* Your objective *
Pick out every line below that contains the word "breakfast", and copy each of those lines in full. Case counts, so match only that exact capitalization.

+ + +

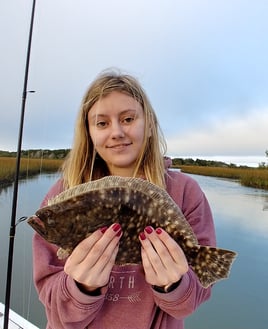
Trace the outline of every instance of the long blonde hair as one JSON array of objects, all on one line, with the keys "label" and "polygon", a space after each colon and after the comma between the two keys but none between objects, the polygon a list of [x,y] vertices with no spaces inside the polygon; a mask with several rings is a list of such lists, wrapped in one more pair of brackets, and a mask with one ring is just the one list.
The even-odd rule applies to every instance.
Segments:
[{"label": "long blonde hair", "polygon": [[164,188],[166,142],[156,114],[139,82],[130,75],[115,71],[105,71],[100,74],[89,86],[83,98],[77,117],[73,147],[62,166],[65,188],[110,174],[106,163],[96,154],[89,134],[88,112],[101,97],[113,91],[133,97],[144,111],[144,141],[133,177],[138,172],[143,172],[148,181]]}]

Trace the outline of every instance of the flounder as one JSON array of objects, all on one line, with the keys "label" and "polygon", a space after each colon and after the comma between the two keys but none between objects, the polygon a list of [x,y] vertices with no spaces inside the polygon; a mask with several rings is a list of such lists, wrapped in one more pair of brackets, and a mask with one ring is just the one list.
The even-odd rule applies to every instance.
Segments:
[{"label": "flounder", "polygon": [[183,249],[203,287],[229,276],[236,253],[200,246],[182,211],[162,188],[139,178],[107,176],[80,184],[49,200],[28,223],[45,240],[60,247],[58,257],[68,256],[92,232],[114,222],[123,236],[117,264],[141,262],[139,233],[146,226],[161,227]]}]

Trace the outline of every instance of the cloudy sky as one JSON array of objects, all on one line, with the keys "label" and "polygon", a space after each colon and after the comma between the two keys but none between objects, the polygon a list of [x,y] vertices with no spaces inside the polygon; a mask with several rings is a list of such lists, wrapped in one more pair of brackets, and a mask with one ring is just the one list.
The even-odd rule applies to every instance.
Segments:
[{"label": "cloudy sky", "polygon": [[[1,150],[17,149],[31,6],[0,3]],[[22,148],[71,147],[88,84],[117,67],[147,91],[169,155],[265,161],[267,17],[267,0],[37,0]]]}]

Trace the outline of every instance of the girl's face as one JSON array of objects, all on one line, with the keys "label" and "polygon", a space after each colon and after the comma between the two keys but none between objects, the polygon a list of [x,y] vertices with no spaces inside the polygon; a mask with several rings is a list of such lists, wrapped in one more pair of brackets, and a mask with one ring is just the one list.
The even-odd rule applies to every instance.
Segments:
[{"label": "girl's face", "polygon": [[88,113],[89,133],[112,175],[131,177],[145,130],[142,106],[118,91],[97,101]]}]

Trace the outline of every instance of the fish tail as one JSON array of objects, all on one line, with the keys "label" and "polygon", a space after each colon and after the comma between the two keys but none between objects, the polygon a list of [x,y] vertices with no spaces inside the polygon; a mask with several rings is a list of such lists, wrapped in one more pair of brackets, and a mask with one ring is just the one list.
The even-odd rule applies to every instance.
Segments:
[{"label": "fish tail", "polygon": [[204,288],[216,281],[228,278],[236,253],[231,250],[209,246],[195,246],[195,257],[189,264]]}]

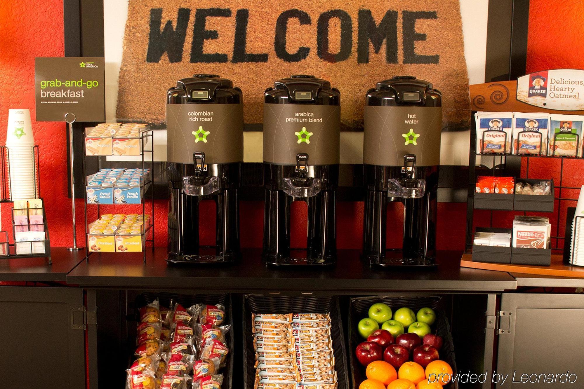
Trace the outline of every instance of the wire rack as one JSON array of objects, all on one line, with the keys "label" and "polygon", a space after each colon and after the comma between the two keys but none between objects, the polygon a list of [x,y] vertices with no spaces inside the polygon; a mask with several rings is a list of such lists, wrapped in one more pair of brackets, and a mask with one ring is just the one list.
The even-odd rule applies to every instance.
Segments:
[{"label": "wire rack", "polygon": [[[143,254],[144,261],[146,262],[146,248],[148,246],[151,247],[152,250],[154,250],[154,130],[152,128],[147,128],[147,129],[141,131],[140,133],[139,140],[140,144],[140,156],[141,157],[141,160],[138,162],[139,165],[141,166],[141,169],[142,172],[142,177],[144,179],[140,181],[140,204],[142,206],[142,216],[144,218],[144,220],[145,221],[146,216],[146,202],[147,202],[147,196],[146,193],[148,192],[148,189],[150,190],[150,198],[148,199],[151,203],[151,209],[149,210],[151,212],[150,214],[150,221],[149,225],[146,225],[145,223],[143,225],[142,230],[141,231],[141,244],[142,244],[142,253]],[[150,148],[147,148],[146,146],[148,144],[148,141],[150,141]],[[146,156],[148,155],[149,158],[147,158]],[[102,167],[103,162],[102,159],[103,157],[107,157],[109,155],[88,155],[86,153],[86,150],[84,148],[84,158],[83,158],[83,179],[84,183],[86,184],[85,180],[87,177],[87,164],[86,159],[89,158],[96,158],[98,159],[98,169]],[[135,161],[131,161],[130,163],[135,162]],[[121,162],[116,161],[115,163],[120,164]],[[146,176],[144,174],[145,171],[147,164],[150,165],[150,178],[147,180]],[[84,196],[84,204],[85,208],[85,259],[88,260],[89,256],[94,252],[93,251],[89,250],[89,218],[87,214],[88,206],[95,206],[97,209],[97,219],[99,219],[101,216],[101,211],[102,206],[116,206],[115,202],[114,204],[88,204],[87,200],[87,186],[86,185],[84,186],[85,189],[85,195]],[[138,205],[138,204],[136,204]],[[97,220],[96,219],[96,220]],[[123,254],[122,254],[123,255]]]},{"label": "wire rack", "polygon": [[[559,180],[556,181],[554,180],[554,187],[555,189],[555,194],[557,196],[554,200],[555,202],[557,202],[558,207],[554,209],[555,210],[554,213],[550,213],[550,222],[553,224],[555,223],[555,227],[552,230],[552,236],[551,238],[551,248],[554,251],[561,251],[564,249],[564,240],[565,239],[565,231],[561,228],[561,225],[563,225],[564,223],[561,223],[561,217],[562,213],[565,213],[568,207],[569,206],[570,203],[573,202],[578,201],[578,198],[569,197],[569,194],[566,194],[566,190],[569,191],[571,190],[579,190],[580,188],[579,187],[573,187],[568,186],[564,185],[564,182],[566,179],[565,172],[564,171],[564,167],[565,165],[565,162],[566,161],[576,161],[576,163],[580,164],[582,169],[584,169],[584,158],[581,157],[568,157],[568,156],[552,156],[552,155],[542,155],[541,154],[477,154],[477,132],[476,132],[476,123],[475,121],[475,112],[472,113],[471,120],[471,138],[470,138],[470,147],[469,152],[469,161],[472,162],[473,161],[476,161],[477,157],[480,157],[481,158],[492,158],[492,165],[490,168],[490,174],[492,176],[500,176],[502,174],[505,174],[506,172],[508,171],[507,169],[507,162],[511,161],[512,159],[521,158],[521,164],[523,165],[524,162],[525,164],[525,177],[522,177],[522,178],[529,179],[529,173],[530,173],[530,162],[533,159],[540,159],[540,158],[545,158],[550,160],[550,162],[552,161],[559,161]],[[540,148],[541,150],[541,148]],[[467,229],[466,229],[466,244],[465,244],[465,251],[466,252],[470,252],[471,249],[472,247],[473,238],[474,237],[474,197],[475,197],[475,183],[477,182],[477,166],[476,163],[470,163],[469,164],[469,174],[468,174],[468,196],[467,198]],[[549,178],[551,179],[552,178]],[[563,211],[563,212],[562,212]],[[491,211],[491,216],[489,218],[489,225],[488,227],[493,227],[493,210]],[[523,214],[526,214],[527,213],[524,211]],[[486,227],[486,226],[481,226]],[[564,232],[562,234],[562,232]],[[560,243],[561,242],[561,243]]]}]

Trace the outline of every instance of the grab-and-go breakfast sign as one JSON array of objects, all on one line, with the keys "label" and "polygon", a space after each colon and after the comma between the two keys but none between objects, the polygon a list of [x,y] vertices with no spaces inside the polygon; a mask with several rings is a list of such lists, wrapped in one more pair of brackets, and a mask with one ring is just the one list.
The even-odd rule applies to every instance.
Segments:
[{"label": "grab-and-go breakfast sign", "polygon": [[519,77],[517,99],[547,109],[584,110],[584,70],[557,69]]}]

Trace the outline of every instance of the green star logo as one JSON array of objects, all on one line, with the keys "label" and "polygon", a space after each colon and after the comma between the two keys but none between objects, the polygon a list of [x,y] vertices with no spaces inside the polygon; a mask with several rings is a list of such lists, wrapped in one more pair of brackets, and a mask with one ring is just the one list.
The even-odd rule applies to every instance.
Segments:
[{"label": "green star logo", "polygon": [[[418,143],[416,142],[416,140],[418,139],[419,136],[420,136],[420,134],[413,132],[413,128],[410,128],[409,133],[407,134],[402,134],[402,136],[405,138],[405,143],[404,144],[407,146],[408,144],[412,144],[415,146],[418,145]],[[410,139],[410,137],[412,137],[412,139]]]},{"label": "green star logo", "polygon": [[[208,131],[205,131],[203,129],[202,126],[199,126],[199,130],[197,131],[193,131],[192,134],[194,136],[194,143],[199,143],[199,141],[203,141],[205,143],[207,143],[207,136],[210,134]],[[203,134],[203,136],[199,136],[199,134]]]},{"label": "green star logo", "polygon": [[25,133],[25,127],[17,127],[16,128],[14,129],[14,136],[20,139],[20,137],[23,136],[23,135],[26,135],[26,133]]},{"label": "green star logo", "polygon": [[[298,143],[302,143],[304,142],[305,143],[310,143],[310,137],[312,136],[312,133],[309,133],[306,130],[306,127],[302,127],[302,131],[299,133],[294,133],[294,135],[298,137]],[[306,136],[303,137],[303,136]]]}]

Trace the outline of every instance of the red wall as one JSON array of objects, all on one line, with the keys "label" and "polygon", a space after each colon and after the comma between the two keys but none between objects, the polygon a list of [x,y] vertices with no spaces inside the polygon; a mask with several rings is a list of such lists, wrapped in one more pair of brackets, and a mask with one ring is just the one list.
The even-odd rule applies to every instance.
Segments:
[{"label": "red wall", "polygon": [[[558,68],[584,68],[584,5],[581,0],[531,0],[530,5],[527,47],[528,72]],[[560,22],[561,21],[561,22]],[[67,147],[65,128],[62,123],[34,121],[35,57],[58,57],[64,54],[62,0],[44,0],[42,6],[32,0],[0,2],[0,143],[6,137],[9,108],[30,108],[34,136],[41,145],[43,164],[41,180],[54,246],[72,243],[71,202],[67,198]],[[563,26],[563,27],[562,27]],[[569,26],[569,32],[565,26]],[[584,182],[581,162],[566,164],[564,184],[578,186]],[[530,168],[534,178],[553,176],[559,180],[559,161],[549,159],[534,162]],[[575,192],[565,197],[575,197]],[[562,197],[564,195],[562,194]],[[83,203],[78,200],[78,237],[84,242]],[[242,204],[241,238],[245,246],[262,244],[262,202]],[[11,225],[10,204],[2,204],[4,229]],[[338,205],[338,242],[340,248],[359,248],[361,244],[363,203],[340,203]],[[119,209],[116,209],[119,210]],[[301,207],[296,207],[296,218],[304,219]],[[465,204],[440,203],[439,207],[438,246],[441,249],[461,249],[464,247]],[[125,210],[138,212],[137,207]],[[166,242],[166,205],[156,204],[155,220],[157,245]],[[397,218],[400,209],[396,206],[389,218]],[[479,213],[476,218],[489,217]],[[508,226],[513,218],[511,213],[496,214],[499,225]],[[561,224],[565,222],[561,221]],[[300,223],[298,231],[304,230]],[[560,230],[563,231],[562,228]],[[555,226],[554,226],[555,227]],[[563,232],[561,232],[563,234]],[[302,233],[293,235],[293,245],[298,244]],[[210,237],[208,234],[207,238]],[[397,242],[395,237],[389,241]]]}]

+ + +

* Right answer *
Trace the outline of every instance of the grab-and-go breakfast sign as one JSON array of objects, all on one line, with the keys "label" and "polygon", a space after each colon and after the comma between the two keys but none between objects, the polygon a list of [x,y] vertices with no spaces inside the polygon; a mask with several rings is a list of such lists, wrapped in one more pair of brackets, and a mask with one ring is just the one list.
[{"label": "grab-and-go breakfast sign", "polygon": [[519,77],[517,99],[547,109],[584,110],[584,70],[557,69]]}]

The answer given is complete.